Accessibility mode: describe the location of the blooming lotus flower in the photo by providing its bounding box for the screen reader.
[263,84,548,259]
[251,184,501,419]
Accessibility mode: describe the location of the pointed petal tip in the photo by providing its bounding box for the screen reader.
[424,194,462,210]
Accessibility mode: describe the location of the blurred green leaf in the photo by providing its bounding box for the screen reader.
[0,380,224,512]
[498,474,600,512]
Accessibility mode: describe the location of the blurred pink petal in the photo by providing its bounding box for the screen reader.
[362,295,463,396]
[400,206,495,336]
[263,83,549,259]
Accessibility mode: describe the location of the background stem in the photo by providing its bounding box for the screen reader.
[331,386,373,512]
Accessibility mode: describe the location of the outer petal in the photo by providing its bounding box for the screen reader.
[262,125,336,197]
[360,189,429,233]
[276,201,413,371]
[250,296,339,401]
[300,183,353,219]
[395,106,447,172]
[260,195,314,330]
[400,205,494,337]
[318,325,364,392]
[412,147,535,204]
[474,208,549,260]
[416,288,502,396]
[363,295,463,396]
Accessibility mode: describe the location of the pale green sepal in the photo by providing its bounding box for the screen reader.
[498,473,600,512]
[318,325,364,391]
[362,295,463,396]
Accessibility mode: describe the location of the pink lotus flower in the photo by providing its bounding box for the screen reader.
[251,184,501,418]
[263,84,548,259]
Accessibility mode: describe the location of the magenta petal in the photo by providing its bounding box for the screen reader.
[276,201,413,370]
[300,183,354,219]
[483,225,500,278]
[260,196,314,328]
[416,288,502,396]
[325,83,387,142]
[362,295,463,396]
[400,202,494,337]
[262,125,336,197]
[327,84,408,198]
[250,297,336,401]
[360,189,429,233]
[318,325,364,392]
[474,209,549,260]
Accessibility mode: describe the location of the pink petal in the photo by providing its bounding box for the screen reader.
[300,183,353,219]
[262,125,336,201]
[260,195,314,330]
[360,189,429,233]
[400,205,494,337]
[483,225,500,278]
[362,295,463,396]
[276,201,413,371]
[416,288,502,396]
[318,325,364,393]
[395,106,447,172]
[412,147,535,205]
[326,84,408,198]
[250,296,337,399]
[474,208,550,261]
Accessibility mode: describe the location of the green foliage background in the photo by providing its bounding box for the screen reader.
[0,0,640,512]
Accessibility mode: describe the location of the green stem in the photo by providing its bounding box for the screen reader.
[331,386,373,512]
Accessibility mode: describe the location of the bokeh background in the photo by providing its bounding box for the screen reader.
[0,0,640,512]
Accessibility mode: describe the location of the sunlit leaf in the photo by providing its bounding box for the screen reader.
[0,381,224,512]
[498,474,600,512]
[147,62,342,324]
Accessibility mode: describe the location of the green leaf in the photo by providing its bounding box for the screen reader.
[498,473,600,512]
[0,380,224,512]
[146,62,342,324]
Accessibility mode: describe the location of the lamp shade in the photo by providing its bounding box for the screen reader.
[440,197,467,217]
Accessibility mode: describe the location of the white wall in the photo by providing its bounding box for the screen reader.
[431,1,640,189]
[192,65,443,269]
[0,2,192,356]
--------------------------------
Reproduce every line of the listing above verbatim, in the same order, without altering any wording, numbers, or punctuation.

Accessibility mode: describe the location of the blooming lotus flower in the photo by providing its bounding box for the screen reader.
[263,84,548,259]
[251,184,501,419]
Accessibility mode: describe the location of the pointed petal tip in the photo by providing its bounding box for the screen reader.
[424,194,462,210]
Accessibility mode: describe the location of the blurred green leaf in the photo by providing its bounding box for the screen reader.
[0,380,224,512]
[498,474,600,512]
Accessibility mode: describe the location of the blurred pink petal in the photo by providing its bounding box for the screen reader.
[362,295,463,396]
[400,206,495,336]
[263,83,549,259]
Accessibility mode: describe the location of the background stem in the photo by providing its bounding box for the screen reader.
[331,386,373,512]
Accessibility mode: describe the location of the outer petal in the photo by providing its bounding box for the screen reader.
[262,125,336,197]
[360,189,429,233]
[276,201,413,371]
[250,296,339,401]
[300,183,353,219]
[395,106,447,172]
[260,195,314,330]
[400,205,494,337]
[318,325,364,392]
[412,147,535,204]
[474,208,549,260]
[416,288,502,396]
[363,295,463,396]
Accessibility mode: describe the location of the pale green sepal in the photo by providing its bounding box for the screen reader.
[498,473,600,512]
[318,325,364,391]
[362,295,463,396]
Accessibility mode: describe the location of the pink lotus flower in the photo by providing its bounding box for the screen reader.
[251,184,501,418]
[263,84,548,259]
Accessibility mode: describe the location of the magenta petal in the photo by providing its bounding box for the screen reader.
[276,201,413,370]
[300,183,354,219]
[483,225,500,278]
[260,196,314,328]
[416,288,502,396]
[325,83,387,142]
[362,295,463,396]
[400,202,494,337]
[262,125,336,197]
[327,84,408,198]
[250,297,336,401]
[360,189,429,233]
[318,325,364,392]
[474,209,549,260]
Accessibility mode: describe the location of the pink petal in the photo by providing its bounding box for the screen reader.
[300,183,353,219]
[262,125,336,201]
[260,195,314,330]
[360,189,429,233]
[400,205,494,337]
[483,225,500,278]
[362,295,463,396]
[276,201,413,371]
[416,288,502,396]
[318,325,364,393]
[395,106,447,172]
[412,147,535,205]
[326,84,408,198]
[250,296,337,399]
[474,208,550,261]
Accessibility mode: describe the location of the green foliage background in the photo by providing its bounding box for the screen reader.
[0,0,640,512]
Accessibility mode: describe the location of the green stem in the photo by providing its bounding box for the screen reader.
[331,386,373,512]
Accessibility mode: describe the location of the bokeh background in the photo by providing its bounding box for the screen reader.
[0,0,640,512]
Accessibility mode: describe the location of the sunlit leaf in the photo by providing its bounding box for the screen reader.
[0,381,224,512]
[498,474,600,512]
[147,62,342,324]
Accessibility mode: describe the location of the green leaf in the photo by providing its bounding box for the screen reader.
[498,473,600,512]
[0,380,224,512]
[146,62,342,324]
Accessibility mode: describe the location of the lamp shade in the photo by providing its bounding box for the screen reader.
[440,197,467,217]
Accessibility mode: describe the location of the white wall in the photo by providing its bounding box for the screen reader.
[431,1,640,189]
[192,65,443,269]
[0,2,192,356]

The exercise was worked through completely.